## EXERCISE DIRECTIONS
In the records below, find the line containing "Where can you spot the blue", then extract that line and all subsequent lines exactly, leaving out everything else.

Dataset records
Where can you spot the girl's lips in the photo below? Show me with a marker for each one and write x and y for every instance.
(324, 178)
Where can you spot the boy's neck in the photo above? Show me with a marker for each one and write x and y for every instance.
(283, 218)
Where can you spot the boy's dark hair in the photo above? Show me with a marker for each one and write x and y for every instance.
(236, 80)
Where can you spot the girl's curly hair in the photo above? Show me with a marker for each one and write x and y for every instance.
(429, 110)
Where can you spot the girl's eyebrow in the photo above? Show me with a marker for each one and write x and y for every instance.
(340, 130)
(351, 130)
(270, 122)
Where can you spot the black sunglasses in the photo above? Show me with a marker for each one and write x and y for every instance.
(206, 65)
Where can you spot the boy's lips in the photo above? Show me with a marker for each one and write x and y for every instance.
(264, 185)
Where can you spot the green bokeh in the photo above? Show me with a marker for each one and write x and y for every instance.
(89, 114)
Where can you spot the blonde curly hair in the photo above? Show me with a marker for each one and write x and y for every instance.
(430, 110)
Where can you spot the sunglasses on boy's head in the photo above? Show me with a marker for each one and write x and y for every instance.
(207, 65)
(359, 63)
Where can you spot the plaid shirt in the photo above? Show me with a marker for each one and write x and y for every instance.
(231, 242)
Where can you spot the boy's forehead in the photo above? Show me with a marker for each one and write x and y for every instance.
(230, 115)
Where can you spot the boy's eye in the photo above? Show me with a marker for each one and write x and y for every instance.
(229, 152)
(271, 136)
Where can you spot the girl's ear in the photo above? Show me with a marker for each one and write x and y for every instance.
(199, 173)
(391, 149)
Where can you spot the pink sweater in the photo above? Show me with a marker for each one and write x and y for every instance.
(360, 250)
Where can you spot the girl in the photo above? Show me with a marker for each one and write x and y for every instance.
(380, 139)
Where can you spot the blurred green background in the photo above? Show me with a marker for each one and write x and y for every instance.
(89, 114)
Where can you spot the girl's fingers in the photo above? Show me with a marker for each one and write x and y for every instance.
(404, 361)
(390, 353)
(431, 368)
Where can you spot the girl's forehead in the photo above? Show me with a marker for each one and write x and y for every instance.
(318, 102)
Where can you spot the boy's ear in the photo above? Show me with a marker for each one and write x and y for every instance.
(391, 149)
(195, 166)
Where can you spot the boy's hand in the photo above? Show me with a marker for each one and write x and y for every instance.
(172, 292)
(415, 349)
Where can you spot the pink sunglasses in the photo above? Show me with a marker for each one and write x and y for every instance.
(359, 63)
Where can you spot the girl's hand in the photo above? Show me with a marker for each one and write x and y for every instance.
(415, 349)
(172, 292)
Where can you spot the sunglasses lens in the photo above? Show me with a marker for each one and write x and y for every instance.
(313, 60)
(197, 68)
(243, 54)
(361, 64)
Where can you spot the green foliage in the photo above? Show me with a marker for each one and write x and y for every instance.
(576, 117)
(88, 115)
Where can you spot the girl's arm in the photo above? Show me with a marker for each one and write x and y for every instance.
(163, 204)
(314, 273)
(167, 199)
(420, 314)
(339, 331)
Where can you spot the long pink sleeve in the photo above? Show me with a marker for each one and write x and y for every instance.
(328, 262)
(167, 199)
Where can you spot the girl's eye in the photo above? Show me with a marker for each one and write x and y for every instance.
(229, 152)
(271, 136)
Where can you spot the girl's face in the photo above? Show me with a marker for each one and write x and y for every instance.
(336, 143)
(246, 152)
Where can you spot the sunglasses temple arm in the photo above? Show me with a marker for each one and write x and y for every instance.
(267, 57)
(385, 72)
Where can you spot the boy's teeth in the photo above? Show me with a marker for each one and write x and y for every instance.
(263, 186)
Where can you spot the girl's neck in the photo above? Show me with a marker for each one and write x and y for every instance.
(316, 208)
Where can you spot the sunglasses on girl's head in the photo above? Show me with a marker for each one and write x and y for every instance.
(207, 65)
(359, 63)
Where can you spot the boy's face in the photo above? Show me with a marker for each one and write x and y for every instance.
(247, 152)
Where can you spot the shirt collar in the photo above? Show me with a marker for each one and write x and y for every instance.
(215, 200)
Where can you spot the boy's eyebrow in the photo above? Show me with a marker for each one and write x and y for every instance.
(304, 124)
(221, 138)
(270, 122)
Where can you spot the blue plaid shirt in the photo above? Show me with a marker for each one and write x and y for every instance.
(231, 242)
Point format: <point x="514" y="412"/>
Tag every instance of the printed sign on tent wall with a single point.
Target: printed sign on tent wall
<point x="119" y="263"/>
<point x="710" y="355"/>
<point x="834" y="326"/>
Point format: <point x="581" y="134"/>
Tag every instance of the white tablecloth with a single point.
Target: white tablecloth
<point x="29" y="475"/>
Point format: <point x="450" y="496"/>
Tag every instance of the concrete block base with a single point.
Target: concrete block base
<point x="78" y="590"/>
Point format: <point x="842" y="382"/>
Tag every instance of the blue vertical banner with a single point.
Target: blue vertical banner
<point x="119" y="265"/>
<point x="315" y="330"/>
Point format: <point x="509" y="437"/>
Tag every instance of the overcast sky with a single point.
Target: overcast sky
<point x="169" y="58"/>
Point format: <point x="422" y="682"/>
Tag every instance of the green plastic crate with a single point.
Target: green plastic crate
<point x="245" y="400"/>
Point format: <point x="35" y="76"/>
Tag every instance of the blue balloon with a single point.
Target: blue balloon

## ANSWER IN FULL
Where can you spot the blue plaid shirt in the photo above? Show me with a marker for each one and write x and y for every instance.
(231, 242)
Point format: <point x="514" y="412"/>
Tag every instance of the printed sign on tent wall with a single point.
Target: printed sign on tent wall
<point x="119" y="263"/>
<point x="710" y="355"/>
<point x="834" y="326"/>
Point format: <point x="581" y="134"/>
Tag every instance of the white tablecloth with a single point.
Target: white tablecloth
<point x="29" y="475"/>
Point format: <point x="450" y="496"/>
Tag every instance of the concrete block base with a single point.
Target: concrete block base
<point x="78" y="590"/>
Point format: <point x="842" y="382"/>
Tag every instance of the blue vertical banner with a single point.
Target: blue vertical banner
<point x="119" y="265"/>
<point x="315" y="330"/>
Point format: <point x="509" y="437"/>
Tag every instance of the overcast sky with a single point.
Target: overcast sky
<point x="169" y="58"/>
Point format: <point x="422" y="682"/>
Tag every instance of the green plastic crate with a single point.
Target: green plastic crate
<point x="245" y="400"/>
Point format: <point x="35" y="76"/>
Tag every instance of the blue balloon with a single point.
Target: blue balloon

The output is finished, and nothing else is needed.